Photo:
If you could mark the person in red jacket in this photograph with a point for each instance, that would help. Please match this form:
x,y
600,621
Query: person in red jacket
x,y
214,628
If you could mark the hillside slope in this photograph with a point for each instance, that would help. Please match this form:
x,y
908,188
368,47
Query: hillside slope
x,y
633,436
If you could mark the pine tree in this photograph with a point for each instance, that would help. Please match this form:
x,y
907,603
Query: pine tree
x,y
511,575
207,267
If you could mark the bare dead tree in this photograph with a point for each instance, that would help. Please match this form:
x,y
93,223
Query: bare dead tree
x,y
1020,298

--

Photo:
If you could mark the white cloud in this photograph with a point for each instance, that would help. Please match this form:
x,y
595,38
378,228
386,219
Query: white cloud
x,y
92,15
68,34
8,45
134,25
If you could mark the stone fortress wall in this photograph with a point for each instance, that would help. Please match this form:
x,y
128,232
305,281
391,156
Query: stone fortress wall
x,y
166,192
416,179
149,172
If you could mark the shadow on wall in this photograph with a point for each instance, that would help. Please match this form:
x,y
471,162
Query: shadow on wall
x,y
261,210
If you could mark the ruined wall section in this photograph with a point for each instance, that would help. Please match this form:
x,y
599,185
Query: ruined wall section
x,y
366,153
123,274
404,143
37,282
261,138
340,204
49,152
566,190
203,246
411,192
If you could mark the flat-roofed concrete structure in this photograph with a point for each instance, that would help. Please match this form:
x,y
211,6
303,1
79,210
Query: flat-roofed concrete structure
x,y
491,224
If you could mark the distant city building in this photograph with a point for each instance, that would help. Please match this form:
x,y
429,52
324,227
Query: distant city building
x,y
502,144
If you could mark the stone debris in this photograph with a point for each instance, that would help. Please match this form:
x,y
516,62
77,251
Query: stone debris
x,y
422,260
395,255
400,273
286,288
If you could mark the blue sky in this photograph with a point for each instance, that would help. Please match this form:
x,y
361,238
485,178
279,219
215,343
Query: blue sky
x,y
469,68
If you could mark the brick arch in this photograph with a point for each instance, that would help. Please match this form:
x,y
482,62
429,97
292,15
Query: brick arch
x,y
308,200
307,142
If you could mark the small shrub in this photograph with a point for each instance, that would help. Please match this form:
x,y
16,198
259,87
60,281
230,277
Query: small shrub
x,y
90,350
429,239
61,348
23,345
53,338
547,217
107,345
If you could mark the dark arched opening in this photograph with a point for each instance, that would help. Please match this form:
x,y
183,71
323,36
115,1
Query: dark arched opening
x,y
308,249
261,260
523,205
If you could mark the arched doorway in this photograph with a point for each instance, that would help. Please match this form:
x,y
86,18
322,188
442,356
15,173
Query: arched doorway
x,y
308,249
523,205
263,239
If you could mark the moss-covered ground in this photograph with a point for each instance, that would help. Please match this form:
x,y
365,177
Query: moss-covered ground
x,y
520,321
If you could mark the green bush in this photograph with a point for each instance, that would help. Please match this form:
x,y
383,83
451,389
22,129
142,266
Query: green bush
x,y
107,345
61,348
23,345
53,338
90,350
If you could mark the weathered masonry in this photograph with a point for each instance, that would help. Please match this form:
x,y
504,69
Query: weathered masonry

...

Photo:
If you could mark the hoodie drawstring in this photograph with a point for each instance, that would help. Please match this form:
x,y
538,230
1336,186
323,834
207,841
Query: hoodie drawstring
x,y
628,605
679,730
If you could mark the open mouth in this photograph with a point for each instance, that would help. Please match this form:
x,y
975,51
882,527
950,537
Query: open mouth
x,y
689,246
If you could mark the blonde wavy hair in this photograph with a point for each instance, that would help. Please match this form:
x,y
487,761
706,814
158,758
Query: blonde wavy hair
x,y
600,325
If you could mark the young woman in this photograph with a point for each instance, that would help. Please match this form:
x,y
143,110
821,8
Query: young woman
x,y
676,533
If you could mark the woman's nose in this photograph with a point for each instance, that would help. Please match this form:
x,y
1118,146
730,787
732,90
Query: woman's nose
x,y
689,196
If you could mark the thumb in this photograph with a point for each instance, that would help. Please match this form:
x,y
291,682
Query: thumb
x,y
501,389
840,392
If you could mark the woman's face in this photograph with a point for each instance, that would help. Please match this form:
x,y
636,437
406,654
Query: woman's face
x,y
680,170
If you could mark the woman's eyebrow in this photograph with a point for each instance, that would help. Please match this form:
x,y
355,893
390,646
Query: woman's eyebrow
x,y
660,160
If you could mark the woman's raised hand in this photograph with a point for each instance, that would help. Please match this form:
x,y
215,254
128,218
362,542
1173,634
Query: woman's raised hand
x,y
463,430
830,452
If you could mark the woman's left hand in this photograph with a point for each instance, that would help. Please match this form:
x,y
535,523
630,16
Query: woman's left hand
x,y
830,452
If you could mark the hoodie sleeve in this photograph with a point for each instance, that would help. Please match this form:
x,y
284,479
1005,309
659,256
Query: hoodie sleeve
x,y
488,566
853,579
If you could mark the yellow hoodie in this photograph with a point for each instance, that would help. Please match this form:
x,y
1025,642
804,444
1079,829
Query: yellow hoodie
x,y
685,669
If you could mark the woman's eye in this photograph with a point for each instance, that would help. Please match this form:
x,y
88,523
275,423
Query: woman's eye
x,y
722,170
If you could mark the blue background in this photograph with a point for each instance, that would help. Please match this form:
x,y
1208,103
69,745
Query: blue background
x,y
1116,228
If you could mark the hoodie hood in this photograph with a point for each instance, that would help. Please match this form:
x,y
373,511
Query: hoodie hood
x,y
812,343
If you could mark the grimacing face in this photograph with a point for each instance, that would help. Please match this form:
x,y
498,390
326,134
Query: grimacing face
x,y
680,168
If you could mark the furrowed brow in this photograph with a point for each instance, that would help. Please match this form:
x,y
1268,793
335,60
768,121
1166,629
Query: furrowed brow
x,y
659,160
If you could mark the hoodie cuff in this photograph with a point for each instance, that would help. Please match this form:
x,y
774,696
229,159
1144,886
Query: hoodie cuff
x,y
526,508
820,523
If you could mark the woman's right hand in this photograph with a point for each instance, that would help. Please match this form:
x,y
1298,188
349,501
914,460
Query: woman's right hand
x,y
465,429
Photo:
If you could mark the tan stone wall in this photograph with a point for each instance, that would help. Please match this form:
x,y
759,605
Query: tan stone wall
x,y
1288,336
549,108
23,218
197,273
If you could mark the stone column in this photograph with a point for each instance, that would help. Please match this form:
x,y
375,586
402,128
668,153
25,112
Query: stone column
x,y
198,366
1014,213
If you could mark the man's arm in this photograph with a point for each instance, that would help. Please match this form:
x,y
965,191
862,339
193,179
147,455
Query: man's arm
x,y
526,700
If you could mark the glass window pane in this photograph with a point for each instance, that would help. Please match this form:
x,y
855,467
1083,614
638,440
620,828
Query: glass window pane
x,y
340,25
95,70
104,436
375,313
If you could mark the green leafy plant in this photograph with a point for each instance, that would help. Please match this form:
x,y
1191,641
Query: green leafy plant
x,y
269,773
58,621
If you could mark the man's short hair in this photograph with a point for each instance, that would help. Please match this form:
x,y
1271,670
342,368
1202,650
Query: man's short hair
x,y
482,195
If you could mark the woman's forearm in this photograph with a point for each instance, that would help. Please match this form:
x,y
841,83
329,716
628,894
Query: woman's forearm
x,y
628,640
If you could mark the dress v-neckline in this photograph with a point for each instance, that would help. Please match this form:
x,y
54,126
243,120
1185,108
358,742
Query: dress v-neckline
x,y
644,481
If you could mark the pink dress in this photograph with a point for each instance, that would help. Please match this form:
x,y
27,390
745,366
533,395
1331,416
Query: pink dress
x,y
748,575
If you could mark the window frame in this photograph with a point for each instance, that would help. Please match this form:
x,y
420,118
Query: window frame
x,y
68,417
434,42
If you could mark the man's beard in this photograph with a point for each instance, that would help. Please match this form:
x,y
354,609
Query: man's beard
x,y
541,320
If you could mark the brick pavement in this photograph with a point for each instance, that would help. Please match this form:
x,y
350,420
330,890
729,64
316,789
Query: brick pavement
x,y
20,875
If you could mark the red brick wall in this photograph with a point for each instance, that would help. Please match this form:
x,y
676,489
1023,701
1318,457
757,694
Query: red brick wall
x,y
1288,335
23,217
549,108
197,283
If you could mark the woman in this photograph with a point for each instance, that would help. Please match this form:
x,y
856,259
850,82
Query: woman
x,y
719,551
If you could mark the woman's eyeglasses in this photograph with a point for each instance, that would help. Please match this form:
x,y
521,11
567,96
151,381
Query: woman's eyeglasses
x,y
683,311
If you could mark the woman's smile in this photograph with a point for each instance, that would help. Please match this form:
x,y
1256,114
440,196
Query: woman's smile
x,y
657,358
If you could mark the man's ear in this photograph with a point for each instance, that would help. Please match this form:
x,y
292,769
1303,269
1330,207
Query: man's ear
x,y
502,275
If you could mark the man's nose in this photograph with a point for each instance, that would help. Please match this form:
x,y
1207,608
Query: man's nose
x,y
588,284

Problem details –
Show every line of the listing in which the string "weathered" can be found.

Solution to this task –
If you could mark the weathered masonry in this photograph with a point for each instance, that would help. Please match this form:
Query: weathered masonry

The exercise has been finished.